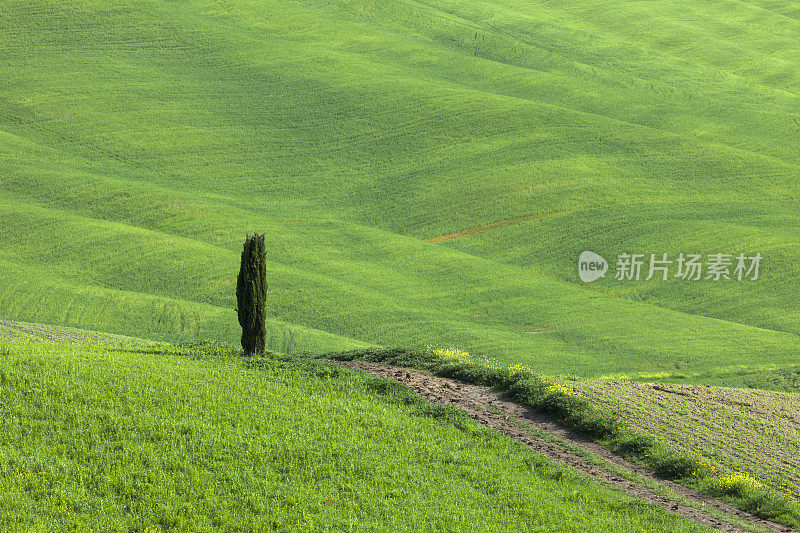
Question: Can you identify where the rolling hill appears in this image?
[0,0,800,376]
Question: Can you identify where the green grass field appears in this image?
[0,0,800,376]
[0,340,706,532]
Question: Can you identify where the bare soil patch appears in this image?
[332,361,792,532]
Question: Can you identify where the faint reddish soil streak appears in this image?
[330,361,792,532]
[428,211,569,244]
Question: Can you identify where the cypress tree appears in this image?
[236,233,267,355]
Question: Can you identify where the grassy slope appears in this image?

Stated task →
Reproduce the stretch from the start of the items through the line containing "[236,233,267,355]", substituting "oak tree" for "cypress tree" and leaving all else unchanged. Omit the pictures.

Task output →
Question: Can you identify where the rolling hill appears in this image?
[0,0,800,376]
Question: Can you identify where the green grass field appears in this image?
[0,0,800,376]
[0,340,706,532]
Question: Can you identify where the bare soil patch appears in this image?
[332,361,792,532]
Question: Can you identify where the faint reddish soil streak appears in this image?
[330,361,792,532]
[428,211,569,244]
Question: Can you identify where the oak tree appears in this image?
[236,233,267,355]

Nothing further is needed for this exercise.